- REQUIRED WORK: Nothing but the lines from the first line of the material below through the line that holds "box: [799, 158, 892, 226]" should be set down, exactly and with pictures left out.
----
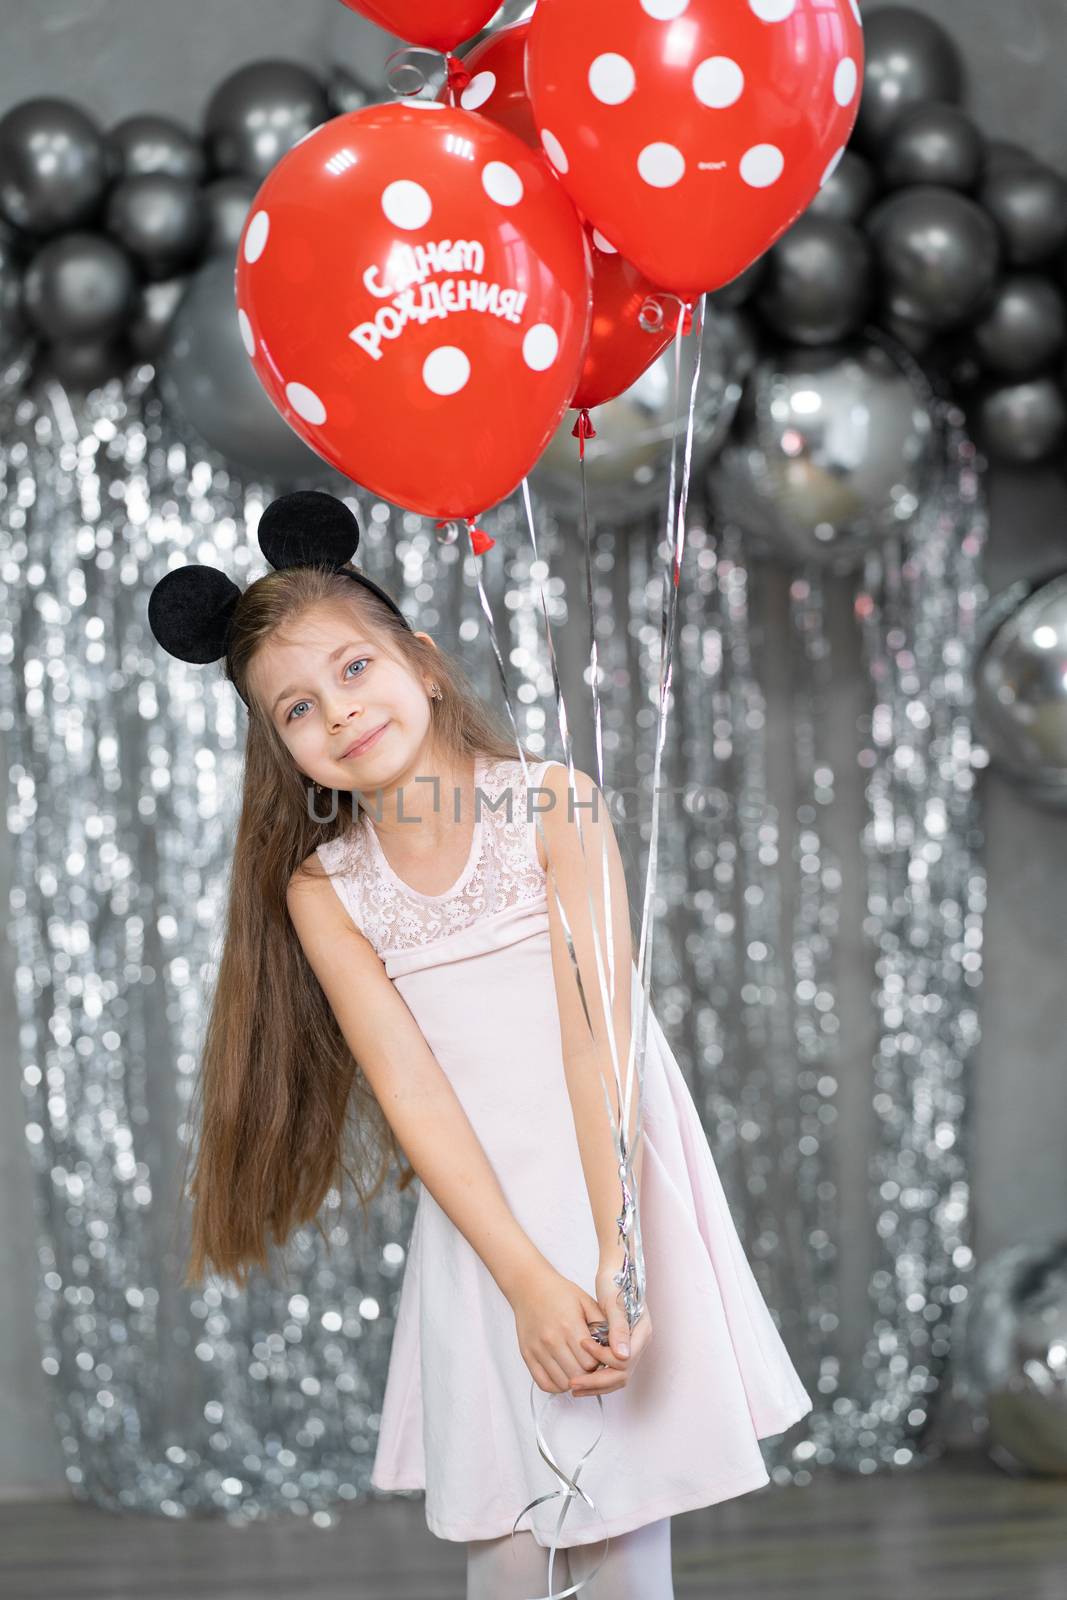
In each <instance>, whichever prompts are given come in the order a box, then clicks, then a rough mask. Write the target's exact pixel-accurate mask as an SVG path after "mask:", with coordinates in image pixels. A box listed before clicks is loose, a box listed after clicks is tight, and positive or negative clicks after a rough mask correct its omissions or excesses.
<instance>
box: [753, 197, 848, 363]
mask: <svg viewBox="0 0 1067 1600" xmlns="http://www.w3.org/2000/svg"><path fill="white" fill-rule="evenodd" d="M870 269H872V248H870V240H869V238H867V237H865V235H864V234H861V232H859V229H857V227H853V224H851V222H838V221H837V219H835V218H829V216H811V214H809V213H805V216H801V218H798V219H797V221H795V222H793V226H792V227H790V229H789V232H785V234H784V235H782V238H779V240H777V243H776V245H773V246H771V248H769V250H768V251H766V270H765V274H763V278H761V282H760V286H758V290H757V293H755V306H757V309H758V312H760V315H761V317H763V320H765V322H766V323H769V326H771V328H774V331H776V333H779V334H781V336H782V338H784V339H792V341H793V342H795V344H837V342H840V341H841V339H846V338H848V336H849V334H853V333H857V331H859V328H861V326H862V325H864V322H865V315H867V307H869V304H870V298H872V275H870Z"/></svg>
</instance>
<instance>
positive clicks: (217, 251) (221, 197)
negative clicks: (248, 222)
mask: <svg viewBox="0 0 1067 1600" xmlns="http://www.w3.org/2000/svg"><path fill="white" fill-rule="evenodd" d="M258 187H259V186H258V184H256V182H254V181H253V179H251V178H216V179H214V182H210V184H208V186H206V189H205V190H203V205H205V211H206V230H205V240H203V253H205V256H222V254H229V256H230V258H234V256H237V246H238V243H240V237H242V234H243V230H245V221H246V218H248V213H250V210H251V203H253V200H254V198H256V190H258Z"/></svg>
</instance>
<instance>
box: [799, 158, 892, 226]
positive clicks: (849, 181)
mask: <svg viewBox="0 0 1067 1600" xmlns="http://www.w3.org/2000/svg"><path fill="white" fill-rule="evenodd" d="M877 192H878V179H877V176H875V170H873V166H872V165H870V162H865V160H864V157H862V155H859V152H857V150H845V154H843V155H841V158H840V162H838V163H837V166H835V168H833V171H832V173H830V176H829V178H827V181H825V182H824V184H822V187H821V189H819V190H817V192H816V197H814V200H813V202H811V205H809V206H808V210H806V211H805V216H830V218H833V219H835V221H837V222H859V219H861V218H862V216H864V214H865V213H867V211H869V210H870V206H872V203H873V198H875V195H877Z"/></svg>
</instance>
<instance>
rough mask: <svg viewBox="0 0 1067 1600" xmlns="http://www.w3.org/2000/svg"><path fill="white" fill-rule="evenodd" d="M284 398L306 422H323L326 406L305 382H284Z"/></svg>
mask: <svg viewBox="0 0 1067 1600" xmlns="http://www.w3.org/2000/svg"><path fill="white" fill-rule="evenodd" d="M285 398H286V400H288V402H290V405H291V406H293V410H294V411H296V414H298V416H302V418H304V421H306V422H325V421H326V406H325V405H323V403H322V400H320V398H318V395H317V394H315V390H314V389H309V387H307V384H286V386H285Z"/></svg>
----
- RESULT OF THE TASK:
In each <instance>, whichever prompts are given come in the order a box, then clicks, then a rough mask. Write the target's exact pixel-accurate mask as an SVG path after "mask:", with coordinates in image pixels. A box listed before clicks is loose, a box listed after clicks is tight, and positive or negative clicks after a rough mask correct its omissions or excesses.
<instance>
box: [753, 197, 848, 363]
mask: <svg viewBox="0 0 1067 1600" xmlns="http://www.w3.org/2000/svg"><path fill="white" fill-rule="evenodd" d="M870 269H872V248H870V240H869V238H867V237H865V235H864V234H861V232H859V229H857V227H853V224H851V222H838V221H837V219H835V218H829V216H811V214H809V213H805V216H801V218H798V219H797V221H795V222H793V226H792V227H790V229H789V232H785V234H784V235H782V238H779V240H777V243H776V245H773V246H771V248H769V250H768V251H766V270H765V274H763V278H761V282H760V286H758V290H757V293H755V306H757V309H758V312H760V315H761V317H763V320H765V322H766V323H769V326H771V328H774V331H776V333H779V334H781V336H782V338H784V339H792V341H793V342H795V344H837V342H840V341H841V339H846V338H848V336H849V334H853V333H857V331H859V328H861V326H862V325H864V322H865V315H867V307H869V304H870V298H872V275H870Z"/></svg>
</instance>
<instance>
positive clicks: (217, 251) (221, 197)
negative clicks: (248, 222)
mask: <svg viewBox="0 0 1067 1600" xmlns="http://www.w3.org/2000/svg"><path fill="white" fill-rule="evenodd" d="M258 187H259V186H258V184H256V182H254V181H253V179H251V178H216V179H214V182H210V184H208V186H206V189H205V190H203V205H205V211H206V230H205V240H203V253H205V256H222V254H229V256H230V258H234V256H237V246H238V243H240V237H242V234H243V230H245V221H246V218H248V213H250V210H251V203H253V200H254V198H256V190H258Z"/></svg>
</instance>
<instance>
box: [799, 158, 892, 226]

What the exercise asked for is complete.